- [EXERCISE DIRECTIONS]:
From the line with "Mark the bald" through the final line, transcribe the material below character for character; include no other lines.

- [DATA EXCERPTS]:
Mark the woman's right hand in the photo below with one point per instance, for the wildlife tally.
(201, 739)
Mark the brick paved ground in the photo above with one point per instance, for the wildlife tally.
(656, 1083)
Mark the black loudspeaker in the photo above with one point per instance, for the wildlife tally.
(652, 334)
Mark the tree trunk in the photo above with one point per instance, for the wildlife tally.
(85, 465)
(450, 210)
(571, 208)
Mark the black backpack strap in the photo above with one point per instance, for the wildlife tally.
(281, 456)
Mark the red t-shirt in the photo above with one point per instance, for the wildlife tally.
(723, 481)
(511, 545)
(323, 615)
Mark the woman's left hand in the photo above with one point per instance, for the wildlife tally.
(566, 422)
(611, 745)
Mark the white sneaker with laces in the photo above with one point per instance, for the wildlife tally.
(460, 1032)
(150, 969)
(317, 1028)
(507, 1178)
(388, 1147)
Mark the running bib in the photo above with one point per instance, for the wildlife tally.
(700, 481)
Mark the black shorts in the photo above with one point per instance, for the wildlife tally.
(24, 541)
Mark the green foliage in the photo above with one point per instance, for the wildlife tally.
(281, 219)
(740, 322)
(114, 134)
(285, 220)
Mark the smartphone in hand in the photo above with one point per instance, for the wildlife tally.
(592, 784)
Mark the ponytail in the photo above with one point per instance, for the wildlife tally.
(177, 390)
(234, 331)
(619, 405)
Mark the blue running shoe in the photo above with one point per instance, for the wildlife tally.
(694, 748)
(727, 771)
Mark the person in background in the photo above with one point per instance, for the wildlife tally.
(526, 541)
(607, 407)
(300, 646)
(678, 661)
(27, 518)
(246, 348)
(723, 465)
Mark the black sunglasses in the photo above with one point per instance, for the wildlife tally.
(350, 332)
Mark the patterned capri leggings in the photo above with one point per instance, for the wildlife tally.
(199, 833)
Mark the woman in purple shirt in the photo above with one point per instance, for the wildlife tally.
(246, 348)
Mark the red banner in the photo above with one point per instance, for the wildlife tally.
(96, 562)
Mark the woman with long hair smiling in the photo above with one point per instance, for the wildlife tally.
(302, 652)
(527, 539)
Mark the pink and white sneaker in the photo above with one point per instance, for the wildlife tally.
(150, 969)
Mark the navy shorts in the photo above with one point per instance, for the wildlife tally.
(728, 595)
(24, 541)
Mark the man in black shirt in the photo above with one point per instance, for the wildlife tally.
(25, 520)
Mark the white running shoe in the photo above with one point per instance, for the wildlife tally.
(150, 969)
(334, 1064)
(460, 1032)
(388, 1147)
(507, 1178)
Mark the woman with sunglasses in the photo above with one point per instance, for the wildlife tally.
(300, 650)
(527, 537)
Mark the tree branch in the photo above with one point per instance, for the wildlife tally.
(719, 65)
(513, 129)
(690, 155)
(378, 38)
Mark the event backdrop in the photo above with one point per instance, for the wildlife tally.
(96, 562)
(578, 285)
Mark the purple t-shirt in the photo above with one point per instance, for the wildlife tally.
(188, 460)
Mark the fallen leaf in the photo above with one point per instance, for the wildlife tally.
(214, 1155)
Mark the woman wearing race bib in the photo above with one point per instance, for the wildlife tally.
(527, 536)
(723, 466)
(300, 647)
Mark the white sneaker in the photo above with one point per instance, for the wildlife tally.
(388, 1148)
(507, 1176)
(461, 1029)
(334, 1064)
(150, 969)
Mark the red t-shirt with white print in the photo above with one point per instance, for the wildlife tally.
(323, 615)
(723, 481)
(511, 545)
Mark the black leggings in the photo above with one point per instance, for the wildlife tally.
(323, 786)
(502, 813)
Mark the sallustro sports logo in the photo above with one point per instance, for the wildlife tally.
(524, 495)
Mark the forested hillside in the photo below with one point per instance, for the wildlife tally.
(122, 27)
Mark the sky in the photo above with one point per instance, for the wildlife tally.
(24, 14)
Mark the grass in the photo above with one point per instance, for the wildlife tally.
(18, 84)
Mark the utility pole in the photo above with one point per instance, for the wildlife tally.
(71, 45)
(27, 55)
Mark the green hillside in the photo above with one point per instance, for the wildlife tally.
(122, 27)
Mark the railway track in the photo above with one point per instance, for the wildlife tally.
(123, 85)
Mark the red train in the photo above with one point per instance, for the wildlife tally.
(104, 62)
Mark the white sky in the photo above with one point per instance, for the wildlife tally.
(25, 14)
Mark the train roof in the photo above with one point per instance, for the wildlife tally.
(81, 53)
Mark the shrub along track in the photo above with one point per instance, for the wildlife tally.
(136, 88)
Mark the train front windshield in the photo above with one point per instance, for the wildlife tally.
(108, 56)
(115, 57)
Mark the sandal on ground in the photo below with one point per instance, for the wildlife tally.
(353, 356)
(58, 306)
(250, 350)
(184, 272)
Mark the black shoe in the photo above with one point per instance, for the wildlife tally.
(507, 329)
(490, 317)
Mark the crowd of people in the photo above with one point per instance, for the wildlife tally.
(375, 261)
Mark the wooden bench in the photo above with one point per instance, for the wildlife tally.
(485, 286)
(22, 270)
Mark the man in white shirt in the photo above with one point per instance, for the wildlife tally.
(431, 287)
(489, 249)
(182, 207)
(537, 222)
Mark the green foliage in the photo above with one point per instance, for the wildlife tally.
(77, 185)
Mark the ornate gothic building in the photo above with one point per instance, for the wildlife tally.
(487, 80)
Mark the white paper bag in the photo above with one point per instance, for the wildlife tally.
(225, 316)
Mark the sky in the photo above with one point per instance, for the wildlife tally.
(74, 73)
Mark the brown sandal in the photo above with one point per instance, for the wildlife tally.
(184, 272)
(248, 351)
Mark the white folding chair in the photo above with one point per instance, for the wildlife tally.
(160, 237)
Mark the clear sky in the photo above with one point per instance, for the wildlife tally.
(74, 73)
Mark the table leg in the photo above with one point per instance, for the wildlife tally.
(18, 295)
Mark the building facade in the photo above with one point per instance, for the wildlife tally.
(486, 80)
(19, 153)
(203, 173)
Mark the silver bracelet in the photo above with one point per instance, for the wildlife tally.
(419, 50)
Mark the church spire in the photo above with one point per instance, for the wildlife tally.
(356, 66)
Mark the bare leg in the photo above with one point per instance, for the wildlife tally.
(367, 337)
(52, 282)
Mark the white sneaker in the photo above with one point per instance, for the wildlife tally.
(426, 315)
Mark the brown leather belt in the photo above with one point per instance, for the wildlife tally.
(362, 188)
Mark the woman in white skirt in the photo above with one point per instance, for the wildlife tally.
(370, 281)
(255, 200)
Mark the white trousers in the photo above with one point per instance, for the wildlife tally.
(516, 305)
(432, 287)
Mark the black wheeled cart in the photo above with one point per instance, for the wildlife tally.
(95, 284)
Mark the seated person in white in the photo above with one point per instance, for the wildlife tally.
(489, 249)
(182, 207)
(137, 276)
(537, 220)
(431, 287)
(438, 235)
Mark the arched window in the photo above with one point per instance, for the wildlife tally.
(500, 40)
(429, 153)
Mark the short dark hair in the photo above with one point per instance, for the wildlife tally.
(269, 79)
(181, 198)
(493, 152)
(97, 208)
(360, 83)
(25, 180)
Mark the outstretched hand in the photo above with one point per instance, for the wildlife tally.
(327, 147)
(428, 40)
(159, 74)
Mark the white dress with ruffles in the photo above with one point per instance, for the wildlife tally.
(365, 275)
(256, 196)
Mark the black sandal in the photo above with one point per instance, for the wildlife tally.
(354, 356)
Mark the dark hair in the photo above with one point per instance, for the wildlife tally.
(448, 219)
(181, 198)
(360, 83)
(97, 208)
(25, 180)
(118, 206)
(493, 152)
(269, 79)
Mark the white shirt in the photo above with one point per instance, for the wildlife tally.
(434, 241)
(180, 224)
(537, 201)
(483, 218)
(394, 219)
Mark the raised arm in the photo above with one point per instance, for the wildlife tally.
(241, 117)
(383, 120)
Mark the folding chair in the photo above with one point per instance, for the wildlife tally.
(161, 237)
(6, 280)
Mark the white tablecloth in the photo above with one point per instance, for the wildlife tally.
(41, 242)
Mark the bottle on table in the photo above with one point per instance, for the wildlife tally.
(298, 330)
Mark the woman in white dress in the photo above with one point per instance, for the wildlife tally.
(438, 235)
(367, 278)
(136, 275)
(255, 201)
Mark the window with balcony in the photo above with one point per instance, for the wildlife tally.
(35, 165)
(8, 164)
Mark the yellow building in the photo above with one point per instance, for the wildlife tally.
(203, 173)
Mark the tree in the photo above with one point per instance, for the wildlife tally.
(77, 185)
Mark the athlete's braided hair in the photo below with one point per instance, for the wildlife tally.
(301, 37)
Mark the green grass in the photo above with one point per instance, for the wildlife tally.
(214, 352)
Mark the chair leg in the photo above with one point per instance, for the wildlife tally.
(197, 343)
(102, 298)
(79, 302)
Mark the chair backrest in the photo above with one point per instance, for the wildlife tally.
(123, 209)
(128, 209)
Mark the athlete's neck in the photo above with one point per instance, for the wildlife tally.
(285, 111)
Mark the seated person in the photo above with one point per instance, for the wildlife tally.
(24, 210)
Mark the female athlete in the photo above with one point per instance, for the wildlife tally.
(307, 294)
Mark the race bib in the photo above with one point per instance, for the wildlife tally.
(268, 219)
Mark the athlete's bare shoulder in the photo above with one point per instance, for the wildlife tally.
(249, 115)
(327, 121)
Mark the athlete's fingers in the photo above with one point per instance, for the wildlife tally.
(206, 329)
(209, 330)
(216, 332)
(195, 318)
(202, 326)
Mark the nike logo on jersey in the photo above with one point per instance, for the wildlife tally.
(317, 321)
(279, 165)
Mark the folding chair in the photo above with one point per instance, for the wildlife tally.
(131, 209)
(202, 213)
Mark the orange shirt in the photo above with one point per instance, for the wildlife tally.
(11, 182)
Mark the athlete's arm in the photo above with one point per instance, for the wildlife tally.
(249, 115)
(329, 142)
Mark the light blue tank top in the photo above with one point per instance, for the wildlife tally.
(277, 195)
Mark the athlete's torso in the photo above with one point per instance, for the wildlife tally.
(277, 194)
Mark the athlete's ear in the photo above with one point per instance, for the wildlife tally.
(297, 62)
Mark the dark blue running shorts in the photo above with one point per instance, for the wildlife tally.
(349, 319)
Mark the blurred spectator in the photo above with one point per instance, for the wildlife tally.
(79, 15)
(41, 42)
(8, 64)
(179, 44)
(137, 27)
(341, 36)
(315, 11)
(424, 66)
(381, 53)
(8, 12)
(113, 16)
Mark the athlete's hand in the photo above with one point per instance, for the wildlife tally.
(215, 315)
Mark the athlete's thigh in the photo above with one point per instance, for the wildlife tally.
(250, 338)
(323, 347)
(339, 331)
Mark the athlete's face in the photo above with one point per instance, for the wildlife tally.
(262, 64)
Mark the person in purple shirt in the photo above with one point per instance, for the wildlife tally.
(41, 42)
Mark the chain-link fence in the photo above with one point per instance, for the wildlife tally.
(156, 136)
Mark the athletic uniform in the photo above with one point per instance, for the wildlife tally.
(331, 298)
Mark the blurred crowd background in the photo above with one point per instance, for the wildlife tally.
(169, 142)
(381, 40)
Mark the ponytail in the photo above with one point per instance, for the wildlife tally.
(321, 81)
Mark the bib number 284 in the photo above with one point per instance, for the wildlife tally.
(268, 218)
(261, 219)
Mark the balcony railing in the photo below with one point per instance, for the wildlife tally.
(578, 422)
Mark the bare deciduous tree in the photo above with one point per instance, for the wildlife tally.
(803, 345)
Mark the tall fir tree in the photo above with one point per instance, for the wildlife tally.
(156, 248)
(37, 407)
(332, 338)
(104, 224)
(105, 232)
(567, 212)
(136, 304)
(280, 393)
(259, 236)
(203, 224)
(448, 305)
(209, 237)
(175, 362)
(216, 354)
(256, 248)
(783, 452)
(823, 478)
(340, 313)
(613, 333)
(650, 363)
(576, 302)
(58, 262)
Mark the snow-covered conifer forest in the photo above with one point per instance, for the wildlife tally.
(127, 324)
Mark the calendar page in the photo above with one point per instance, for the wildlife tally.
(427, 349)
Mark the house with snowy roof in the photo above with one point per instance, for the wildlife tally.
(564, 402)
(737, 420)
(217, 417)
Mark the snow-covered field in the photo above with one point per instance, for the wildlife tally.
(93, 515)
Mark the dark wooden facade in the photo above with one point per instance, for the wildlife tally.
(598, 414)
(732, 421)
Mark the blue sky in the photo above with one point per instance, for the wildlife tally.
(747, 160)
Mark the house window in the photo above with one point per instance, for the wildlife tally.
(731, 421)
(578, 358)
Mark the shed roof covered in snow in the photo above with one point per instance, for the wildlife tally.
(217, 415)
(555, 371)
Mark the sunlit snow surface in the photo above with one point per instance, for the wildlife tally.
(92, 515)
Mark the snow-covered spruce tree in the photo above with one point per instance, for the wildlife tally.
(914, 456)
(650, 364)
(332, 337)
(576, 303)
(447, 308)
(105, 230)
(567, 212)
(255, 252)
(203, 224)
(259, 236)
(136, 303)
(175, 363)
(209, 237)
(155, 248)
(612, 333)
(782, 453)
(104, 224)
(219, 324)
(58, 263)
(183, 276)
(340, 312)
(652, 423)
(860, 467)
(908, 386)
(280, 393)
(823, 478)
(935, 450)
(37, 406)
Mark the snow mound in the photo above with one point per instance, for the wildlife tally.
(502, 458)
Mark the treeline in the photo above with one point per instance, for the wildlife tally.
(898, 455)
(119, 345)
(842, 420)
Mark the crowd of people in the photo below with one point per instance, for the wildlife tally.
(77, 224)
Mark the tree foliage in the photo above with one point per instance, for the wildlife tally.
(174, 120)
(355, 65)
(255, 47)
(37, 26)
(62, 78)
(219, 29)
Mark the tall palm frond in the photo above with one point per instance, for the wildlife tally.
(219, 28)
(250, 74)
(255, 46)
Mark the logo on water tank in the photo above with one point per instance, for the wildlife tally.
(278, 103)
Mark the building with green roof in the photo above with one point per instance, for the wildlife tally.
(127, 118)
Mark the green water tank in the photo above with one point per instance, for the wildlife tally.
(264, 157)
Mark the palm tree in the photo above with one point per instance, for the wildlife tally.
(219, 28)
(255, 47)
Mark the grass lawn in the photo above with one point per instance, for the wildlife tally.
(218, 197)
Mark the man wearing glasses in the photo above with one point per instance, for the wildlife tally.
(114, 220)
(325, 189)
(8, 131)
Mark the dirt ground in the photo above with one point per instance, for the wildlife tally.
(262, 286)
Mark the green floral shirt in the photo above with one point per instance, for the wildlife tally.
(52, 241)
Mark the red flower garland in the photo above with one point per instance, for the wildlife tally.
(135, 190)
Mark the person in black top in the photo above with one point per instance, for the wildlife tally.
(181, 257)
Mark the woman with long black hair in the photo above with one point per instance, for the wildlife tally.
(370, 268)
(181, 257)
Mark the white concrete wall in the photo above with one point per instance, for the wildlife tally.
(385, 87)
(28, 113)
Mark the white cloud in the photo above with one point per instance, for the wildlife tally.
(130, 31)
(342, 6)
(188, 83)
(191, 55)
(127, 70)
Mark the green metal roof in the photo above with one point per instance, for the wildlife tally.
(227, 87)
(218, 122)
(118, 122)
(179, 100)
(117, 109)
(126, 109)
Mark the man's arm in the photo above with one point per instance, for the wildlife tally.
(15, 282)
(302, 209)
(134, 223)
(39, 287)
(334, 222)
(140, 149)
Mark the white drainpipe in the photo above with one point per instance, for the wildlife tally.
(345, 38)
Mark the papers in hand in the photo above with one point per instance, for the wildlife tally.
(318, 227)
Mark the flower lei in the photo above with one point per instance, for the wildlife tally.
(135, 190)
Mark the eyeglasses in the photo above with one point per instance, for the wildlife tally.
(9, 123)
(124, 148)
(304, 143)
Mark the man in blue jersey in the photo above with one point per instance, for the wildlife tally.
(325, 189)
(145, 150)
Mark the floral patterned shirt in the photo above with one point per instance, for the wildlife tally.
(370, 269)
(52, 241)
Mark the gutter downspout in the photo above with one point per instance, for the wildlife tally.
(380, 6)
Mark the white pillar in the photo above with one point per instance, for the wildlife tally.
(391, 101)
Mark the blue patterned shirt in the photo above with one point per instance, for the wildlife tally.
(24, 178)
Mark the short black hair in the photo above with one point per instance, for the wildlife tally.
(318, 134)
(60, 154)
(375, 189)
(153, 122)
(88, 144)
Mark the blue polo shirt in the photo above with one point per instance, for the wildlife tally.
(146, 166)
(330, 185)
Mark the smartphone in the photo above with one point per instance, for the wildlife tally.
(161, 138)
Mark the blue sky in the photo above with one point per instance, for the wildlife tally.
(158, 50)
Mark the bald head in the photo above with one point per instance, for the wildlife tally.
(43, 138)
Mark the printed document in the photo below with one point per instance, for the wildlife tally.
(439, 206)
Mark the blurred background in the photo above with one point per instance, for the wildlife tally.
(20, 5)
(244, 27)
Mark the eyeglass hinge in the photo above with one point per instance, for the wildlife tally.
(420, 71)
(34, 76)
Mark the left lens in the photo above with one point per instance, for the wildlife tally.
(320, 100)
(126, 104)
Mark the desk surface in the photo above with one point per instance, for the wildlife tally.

- [SOLUTION FOR THIS PROBLEM]:
Mark the bald head in the photo above with one point per instance, for the wildlife tally.
(43, 138)
Mark the printed document in the photo below with one point per instance, for the wildlife tally.
(439, 206)
Mark the blurred background in the photo above with one point per instance, for the wildlife tally.
(20, 5)
(244, 27)
Mark the eyeglass hinge in the photo above with one point per instance, for the wildlife tally.
(420, 71)
(34, 76)
Mark the left lens in the photo above with one point per instance, for the wildlife tally.
(320, 100)
(126, 104)
Mark the desk surface in the photo above with one point per instance, for the wildlife tally.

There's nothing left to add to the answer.